### RECORDS FOR THIS TASK

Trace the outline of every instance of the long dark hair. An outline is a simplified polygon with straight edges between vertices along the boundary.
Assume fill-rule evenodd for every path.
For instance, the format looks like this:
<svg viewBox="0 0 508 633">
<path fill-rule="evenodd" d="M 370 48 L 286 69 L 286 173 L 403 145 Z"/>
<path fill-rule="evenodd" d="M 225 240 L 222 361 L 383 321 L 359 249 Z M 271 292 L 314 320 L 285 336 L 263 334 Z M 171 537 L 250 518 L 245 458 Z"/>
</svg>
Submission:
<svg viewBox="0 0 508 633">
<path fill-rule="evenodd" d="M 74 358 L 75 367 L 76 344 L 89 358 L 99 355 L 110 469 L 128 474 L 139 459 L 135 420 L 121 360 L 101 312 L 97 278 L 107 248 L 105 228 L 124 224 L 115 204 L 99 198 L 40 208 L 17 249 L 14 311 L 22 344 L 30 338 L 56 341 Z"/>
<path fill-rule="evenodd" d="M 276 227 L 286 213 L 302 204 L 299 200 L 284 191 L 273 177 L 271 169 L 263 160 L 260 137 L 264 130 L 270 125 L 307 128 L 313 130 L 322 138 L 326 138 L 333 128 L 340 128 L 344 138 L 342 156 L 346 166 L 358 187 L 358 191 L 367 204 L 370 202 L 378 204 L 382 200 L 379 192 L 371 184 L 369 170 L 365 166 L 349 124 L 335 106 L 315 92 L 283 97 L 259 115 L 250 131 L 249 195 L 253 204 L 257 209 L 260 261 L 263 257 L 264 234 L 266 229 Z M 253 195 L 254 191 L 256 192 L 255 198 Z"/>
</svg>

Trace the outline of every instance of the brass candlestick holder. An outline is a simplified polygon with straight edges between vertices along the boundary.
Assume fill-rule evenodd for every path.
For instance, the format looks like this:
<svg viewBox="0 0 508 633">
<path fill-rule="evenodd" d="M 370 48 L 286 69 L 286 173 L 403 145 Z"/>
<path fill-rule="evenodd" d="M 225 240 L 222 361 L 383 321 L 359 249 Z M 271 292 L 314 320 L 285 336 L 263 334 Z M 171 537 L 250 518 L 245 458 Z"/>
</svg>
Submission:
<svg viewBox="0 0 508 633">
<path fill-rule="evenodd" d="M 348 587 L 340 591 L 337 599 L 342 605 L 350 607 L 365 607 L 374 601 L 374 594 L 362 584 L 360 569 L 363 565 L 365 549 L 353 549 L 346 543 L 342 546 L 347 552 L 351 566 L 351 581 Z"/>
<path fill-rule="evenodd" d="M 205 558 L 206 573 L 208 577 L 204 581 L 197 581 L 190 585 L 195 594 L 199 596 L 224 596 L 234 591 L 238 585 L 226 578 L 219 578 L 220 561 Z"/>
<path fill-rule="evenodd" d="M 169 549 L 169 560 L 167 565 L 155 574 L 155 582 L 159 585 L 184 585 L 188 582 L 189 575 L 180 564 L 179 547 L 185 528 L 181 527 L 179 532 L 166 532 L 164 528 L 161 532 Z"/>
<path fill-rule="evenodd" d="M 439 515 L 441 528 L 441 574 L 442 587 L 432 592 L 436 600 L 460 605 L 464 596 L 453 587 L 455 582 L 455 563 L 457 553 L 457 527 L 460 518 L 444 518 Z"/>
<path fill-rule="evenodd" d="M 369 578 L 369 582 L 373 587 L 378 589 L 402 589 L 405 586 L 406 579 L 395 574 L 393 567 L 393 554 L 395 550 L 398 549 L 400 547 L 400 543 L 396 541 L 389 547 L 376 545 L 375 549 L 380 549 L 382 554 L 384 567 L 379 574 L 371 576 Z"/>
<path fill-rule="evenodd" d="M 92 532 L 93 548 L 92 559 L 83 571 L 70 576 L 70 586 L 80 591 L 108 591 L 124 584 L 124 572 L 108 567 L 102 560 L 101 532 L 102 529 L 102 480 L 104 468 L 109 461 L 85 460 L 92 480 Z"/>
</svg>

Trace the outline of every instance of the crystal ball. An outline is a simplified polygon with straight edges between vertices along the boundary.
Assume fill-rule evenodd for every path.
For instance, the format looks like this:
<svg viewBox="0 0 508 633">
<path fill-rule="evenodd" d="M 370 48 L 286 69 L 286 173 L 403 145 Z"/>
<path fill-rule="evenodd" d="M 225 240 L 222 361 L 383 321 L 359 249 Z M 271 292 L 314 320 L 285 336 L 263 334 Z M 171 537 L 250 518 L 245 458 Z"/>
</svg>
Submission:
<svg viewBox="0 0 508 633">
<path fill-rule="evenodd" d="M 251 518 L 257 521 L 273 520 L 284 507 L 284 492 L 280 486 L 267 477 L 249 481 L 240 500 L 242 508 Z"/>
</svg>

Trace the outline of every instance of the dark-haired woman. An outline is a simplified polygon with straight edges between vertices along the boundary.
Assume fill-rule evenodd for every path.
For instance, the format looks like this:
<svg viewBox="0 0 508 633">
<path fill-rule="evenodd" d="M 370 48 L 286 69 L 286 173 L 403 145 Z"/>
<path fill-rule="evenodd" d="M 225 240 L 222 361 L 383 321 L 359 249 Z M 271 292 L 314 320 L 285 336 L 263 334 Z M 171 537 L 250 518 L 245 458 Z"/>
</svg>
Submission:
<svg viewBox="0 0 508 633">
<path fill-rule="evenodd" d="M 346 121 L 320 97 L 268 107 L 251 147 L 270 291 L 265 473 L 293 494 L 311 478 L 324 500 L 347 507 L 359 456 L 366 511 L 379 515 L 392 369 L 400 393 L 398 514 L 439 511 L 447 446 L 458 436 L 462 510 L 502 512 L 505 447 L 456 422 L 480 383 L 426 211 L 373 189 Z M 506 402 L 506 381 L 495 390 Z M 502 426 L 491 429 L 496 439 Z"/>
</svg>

### EXERCISE GOAL
Copy out all of the records above, swapping each "simplified polygon" for "coarse polygon" and keeping everything else the same.

### OUTPUT FOR THIS EXERCISE
Trace the outline of every instance of the long dark hair. An outline is a coarse polygon with straight edges between vertices along the boundary.
Assume fill-rule evenodd for every path.
For instance, the format looks like this:
<svg viewBox="0 0 508 633">
<path fill-rule="evenodd" d="M 370 48 L 286 69 L 286 173 L 403 145 Z"/>
<path fill-rule="evenodd" d="M 225 240 L 222 361 L 383 321 L 359 249 Z M 271 292 L 314 320 L 285 336 L 263 334 Z M 171 537 L 250 518 L 245 458 Z"/>
</svg>
Submission:
<svg viewBox="0 0 508 633">
<path fill-rule="evenodd" d="M 74 358 L 75 367 L 76 344 L 89 358 L 99 355 L 110 469 L 128 474 L 139 459 L 135 420 L 121 360 L 101 312 L 97 278 L 107 248 L 105 228 L 124 224 L 115 204 L 99 198 L 40 208 L 17 249 L 14 311 L 22 344 L 30 338 L 56 341 Z"/>
<path fill-rule="evenodd" d="M 276 227 L 286 213 L 302 204 L 299 200 L 284 191 L 273 177 L 271 169 L 263 160 L 260 137 L 264 130 L 270 125 L 307 128 L 313 130 L 322 138 L 326 138 L 333 128 L 340 128 L 344 138 L 342 156 L 346 166 L 358 187 L 358 191 L 367 204 L 370 202 L 378 204 L 382 200 L 379 192 L 371 184 L 369 170 L 365 166 L 349 124 L 335 106 L 315 92 L 283 97 L 259 115 L 250 131 L 249 195 L 253 204 L 257 209 L 260 261 L 263 257 L 264 234 L 266 229 Z M 253 195 L 254 191 L 256 192 L 255 198 Z"/>
</svg>

Trace the outline of every instance of the brass candlestick holder. An outline is a coarse polygon with straight edges between vertices along the boundary.
Assume fill-rule evenodd for every path.
For instance, the format looks like this:
<svg viewBox="0 0 508 633">
<path fill-rule="evenodd" d="M 370 48 L 286 69 L 286 173 L 403 145 Z"/>
<path fill-rule="evenodd" d="M 225 240 L 222 361 L 383 321 L 359 249 Z M 271 292 L 314 320 L 285 336 L 263 334 Z M 171 537 L 250 518 L 245 458 Z"/>
</svg>
Submission:
<svg viewBox="0 0 508 633">
<path fill-rule="evenodd" d="M 348 587 L 340 591 L 337 599 L 342 605 L 350 607 L 365 607 L 374 601 L 374 594 L 362 584 L 360 569 L 363 565 L 365 549 L 353 549 L 346 543 L 342 546 L 347 552 L 351 566 L 351 581 Z"/>
<path fill-rule="evenodd" d="M 205 558 L 206 573 L 208 577 L 204 581 L 197 581 L 190 585 L 195 594 L 199 596 L 224 596 L 234 591 L 238 585 L 226 578 L 219 578 L 220 561 Z"/>
<path fill-rule="evenodd" d="M 169 549 L 169 560 L 167 565 L 155 574 L 155 582 L 159 585 L 184 585 L 188 582 L 189 575 L 180 564 L 179 547 L 185 528 L 181 527 L 179 532 L 166 532 L 164 528 L 161 532 Z"/>
<path fill-rule="evenodd" d="M 439 515 L 441 528 L 441 574 L 442 587 L 432 592 L 436 600 L 460 605 L 464 596 L 453 587 L 455 582 L 455 563 L 457 553 L 457 527 L 460 518 L 444 518 Z"/>
<path fill-rule="evenodd" d="M 369 578 L 369 582 L 373 587 L 378 589 L 402 589 L 405 586 L 406 579 L 395 574 L 393 567 L 393 554 L 395 550 L 398 549 L 400 547 L 400 543 L 396 541 L 389 547 L 376 545 L 375 549 L 380 549 L 382 554 L 384 567 L 379 574 L 371 576 Z"/>
<path fill-rule="evenodd" d="M 92 532 L 93 548 L 92 559 L 83 571 L 70 576 L 70 586 L 80 591 L 108 591 L 124 584 L 124 572 L 108 567 L 102 560 L 101 532 L 102 529 L 102 480 L 104 468 L 109 461 L 85 460 L 92 480 Z"/>
</svg>

Trace the outline of every instance of the crystal ball. An outline is a coarse polygon with straight edges between vertices along the boundary.
Assume fill-rule evenodd for every path.
For instance, the format looks like this:
<svg viewBox="0 0 508 633">
<path fill-rule="evenodd" d="M 370 48 L 286 69 L 286 173 L 403 145 Z"/>
<path fill-rule="evenodd" d="M 225 240 L 222 361 L 383 321 L 359 249 Z M 271 292 L 314 320 L 285 336 L 263 334 Z M 171 537 L 250 518 L 245 458 Z"/>
</svg>
Submission:
<svg viewBox="0 0 508 633">
<path fill-rule="evenodd" d="M 251 518 L 257 521 L 273 520 L 284 507 L 284 492 L 280 486 L 267 477 L 249 481 L 240 500 L 242 508 Z"/>
</svg>

Trace the outline of every instance of the dark-haired woman. An outline is a coarse polygon with straight edges between vertices along the boundary.
Assume fill-rule evenodd for every path.
For instance, the format looks like this:
<svg viewBox="0 0 508 633">
<path fill-rule="evenodd" d="M 370 48 L 286 69 L 286 173 L 403 145 Z"/>
<path fill-rule="evenodd" d="M 225 240 L 222 361 L 383 321 L 359 249 Z M 271 292 L 314 320 L 285 336 L 263 334 Z M 171 537 L 250 518 L 245 458 Z"/>
</svg>
Submission:
<svg viewBox="0 0 508 633">
<path fill-rule="evenodd" d="M 346 121 L 320 97 L 268 107 L 251 147 L 270 291 L 265 473 L 293 494 L 311 478 L 324 500 L 347 507 L 359 456 L 366 511 L 379 515 L 392 369 L 400 393 L 398 514 L 439 511 L 447 446 L 458 436 L 462 510 L 502 512 L 505 447 L 456 422 L 480 383 L 426 211 L 373 189 Z M 506 402 L 506 381 L 495 390 Z M 502 426 L 491 429 L 496 439 Z"/>
</svg>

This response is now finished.